> _OBJECTIVE_
Would you restate, exactly as they appear, the lines from the one containing "of the small" through the end of the data below?

> _DATA FOR THE TASK_
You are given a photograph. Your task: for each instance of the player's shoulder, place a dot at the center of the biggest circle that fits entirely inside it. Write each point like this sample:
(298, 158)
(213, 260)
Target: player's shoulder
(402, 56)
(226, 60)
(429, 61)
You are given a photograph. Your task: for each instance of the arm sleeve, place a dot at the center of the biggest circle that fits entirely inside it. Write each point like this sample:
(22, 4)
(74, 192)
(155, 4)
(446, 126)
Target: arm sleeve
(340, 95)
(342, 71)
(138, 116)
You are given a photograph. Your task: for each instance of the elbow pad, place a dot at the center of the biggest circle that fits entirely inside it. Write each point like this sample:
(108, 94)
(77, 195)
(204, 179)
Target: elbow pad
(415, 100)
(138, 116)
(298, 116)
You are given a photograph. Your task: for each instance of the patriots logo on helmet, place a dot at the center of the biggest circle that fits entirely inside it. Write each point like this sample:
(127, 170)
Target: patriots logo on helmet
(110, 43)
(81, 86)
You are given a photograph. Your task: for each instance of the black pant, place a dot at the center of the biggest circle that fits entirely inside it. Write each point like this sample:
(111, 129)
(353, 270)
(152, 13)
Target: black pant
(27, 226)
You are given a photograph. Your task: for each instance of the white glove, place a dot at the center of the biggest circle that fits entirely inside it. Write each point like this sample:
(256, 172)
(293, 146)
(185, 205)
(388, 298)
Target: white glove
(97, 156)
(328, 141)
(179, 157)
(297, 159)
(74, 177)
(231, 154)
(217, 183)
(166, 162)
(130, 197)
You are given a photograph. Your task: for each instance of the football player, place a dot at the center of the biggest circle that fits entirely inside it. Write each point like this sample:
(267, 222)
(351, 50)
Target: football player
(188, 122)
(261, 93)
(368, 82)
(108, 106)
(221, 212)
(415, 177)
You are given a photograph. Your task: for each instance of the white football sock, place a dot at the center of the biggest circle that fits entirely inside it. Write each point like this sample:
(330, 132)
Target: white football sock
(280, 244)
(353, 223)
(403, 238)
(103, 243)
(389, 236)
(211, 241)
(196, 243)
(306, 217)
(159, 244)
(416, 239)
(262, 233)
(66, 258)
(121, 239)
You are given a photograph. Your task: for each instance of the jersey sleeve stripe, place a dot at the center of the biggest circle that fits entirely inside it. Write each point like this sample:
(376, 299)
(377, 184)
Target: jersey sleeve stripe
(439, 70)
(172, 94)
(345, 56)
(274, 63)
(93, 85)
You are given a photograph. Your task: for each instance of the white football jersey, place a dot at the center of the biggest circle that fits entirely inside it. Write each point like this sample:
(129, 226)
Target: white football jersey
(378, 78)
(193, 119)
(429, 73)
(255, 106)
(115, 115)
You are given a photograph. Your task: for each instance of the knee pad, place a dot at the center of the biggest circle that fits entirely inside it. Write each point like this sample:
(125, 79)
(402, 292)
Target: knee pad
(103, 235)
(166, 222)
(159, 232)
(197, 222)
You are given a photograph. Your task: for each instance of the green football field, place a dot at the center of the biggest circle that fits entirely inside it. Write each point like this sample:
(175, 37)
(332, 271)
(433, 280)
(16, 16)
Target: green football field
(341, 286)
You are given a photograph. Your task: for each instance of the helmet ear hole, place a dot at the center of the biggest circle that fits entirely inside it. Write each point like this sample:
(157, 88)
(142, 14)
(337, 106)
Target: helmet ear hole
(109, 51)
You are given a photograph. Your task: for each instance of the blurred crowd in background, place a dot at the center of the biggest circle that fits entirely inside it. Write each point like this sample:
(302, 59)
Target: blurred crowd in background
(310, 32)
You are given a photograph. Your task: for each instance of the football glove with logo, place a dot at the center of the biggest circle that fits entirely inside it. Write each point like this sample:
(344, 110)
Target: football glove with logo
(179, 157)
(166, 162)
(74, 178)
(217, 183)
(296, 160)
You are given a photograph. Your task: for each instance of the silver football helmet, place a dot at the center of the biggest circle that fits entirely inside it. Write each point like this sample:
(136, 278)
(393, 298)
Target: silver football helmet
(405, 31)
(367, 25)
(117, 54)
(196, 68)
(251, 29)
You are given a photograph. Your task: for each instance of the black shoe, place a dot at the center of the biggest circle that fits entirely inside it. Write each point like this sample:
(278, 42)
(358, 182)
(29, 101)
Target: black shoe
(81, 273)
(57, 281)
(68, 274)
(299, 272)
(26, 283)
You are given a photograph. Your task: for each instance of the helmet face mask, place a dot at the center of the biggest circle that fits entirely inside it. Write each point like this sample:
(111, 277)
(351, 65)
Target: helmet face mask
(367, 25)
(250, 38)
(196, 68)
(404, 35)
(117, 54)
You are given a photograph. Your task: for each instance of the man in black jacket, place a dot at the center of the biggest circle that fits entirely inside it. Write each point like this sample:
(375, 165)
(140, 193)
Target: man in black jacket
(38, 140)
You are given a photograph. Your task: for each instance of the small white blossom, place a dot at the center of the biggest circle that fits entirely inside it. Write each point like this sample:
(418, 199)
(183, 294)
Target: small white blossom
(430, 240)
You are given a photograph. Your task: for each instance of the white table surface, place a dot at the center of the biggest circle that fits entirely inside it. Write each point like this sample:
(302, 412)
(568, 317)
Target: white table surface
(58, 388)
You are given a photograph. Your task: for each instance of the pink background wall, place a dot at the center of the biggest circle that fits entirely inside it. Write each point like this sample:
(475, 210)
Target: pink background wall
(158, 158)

> _WRITTEN ANSWER_
You are given a photograph. Your task: for each instance of the small white blossom, place a dot at the center of the biggest circle that fits entirely inside it. Write each point like this sample:
(418, 199)
(183, 294)
Target: small white blossom
(430, 240)
You are given a photograph. Your task: for each instance of the white table surface, place a dot at the center of the biggest circle that fits entirely inside it. Write each point like this sample:
(302, 412)
(568, 317)
Target: white table surface
(58, 388)
You are given a photograph. Your task: for each instance of the pink background wall, place a dot at the center of the biggest circle that fits entirely inside it. Write each point like this sample:
(475, 210)
Target: pink background wall
(158, 158)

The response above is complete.